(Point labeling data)
--*--
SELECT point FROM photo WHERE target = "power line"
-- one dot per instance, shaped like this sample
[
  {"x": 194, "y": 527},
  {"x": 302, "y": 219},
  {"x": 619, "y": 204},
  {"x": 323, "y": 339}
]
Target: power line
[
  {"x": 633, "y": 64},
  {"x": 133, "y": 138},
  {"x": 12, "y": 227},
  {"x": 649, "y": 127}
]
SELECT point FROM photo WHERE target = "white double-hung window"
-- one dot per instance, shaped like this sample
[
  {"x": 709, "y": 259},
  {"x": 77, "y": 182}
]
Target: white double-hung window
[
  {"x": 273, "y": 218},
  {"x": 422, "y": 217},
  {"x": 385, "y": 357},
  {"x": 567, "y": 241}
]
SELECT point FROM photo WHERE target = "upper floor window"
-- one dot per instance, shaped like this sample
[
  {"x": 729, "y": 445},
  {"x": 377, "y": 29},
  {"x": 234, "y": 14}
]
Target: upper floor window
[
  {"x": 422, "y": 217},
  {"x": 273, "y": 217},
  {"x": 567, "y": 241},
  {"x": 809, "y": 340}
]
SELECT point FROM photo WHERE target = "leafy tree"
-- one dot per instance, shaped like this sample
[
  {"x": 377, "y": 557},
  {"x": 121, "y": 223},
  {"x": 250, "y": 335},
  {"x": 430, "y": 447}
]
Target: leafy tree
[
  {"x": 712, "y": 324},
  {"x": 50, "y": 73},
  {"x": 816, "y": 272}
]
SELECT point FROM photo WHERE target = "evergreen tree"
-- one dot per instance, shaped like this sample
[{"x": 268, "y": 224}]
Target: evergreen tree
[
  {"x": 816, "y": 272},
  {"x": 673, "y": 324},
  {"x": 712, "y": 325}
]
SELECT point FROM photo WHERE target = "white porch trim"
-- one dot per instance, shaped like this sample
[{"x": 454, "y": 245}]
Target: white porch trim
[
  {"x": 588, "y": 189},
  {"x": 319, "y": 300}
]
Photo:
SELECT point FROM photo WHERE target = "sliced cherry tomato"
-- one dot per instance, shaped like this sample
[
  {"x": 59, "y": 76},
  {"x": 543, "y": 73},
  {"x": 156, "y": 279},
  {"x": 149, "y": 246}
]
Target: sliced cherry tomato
--*--
§ **Your task**:
Gather every line in the data above that contains the word "white".

§ **Problem solution**:
SELECT point FROM photo WHERE target = "white double-hung window"
Target: white double-hung window
SELECT point FROM photo WHERE target = "white porch trim"
Target: white porch trim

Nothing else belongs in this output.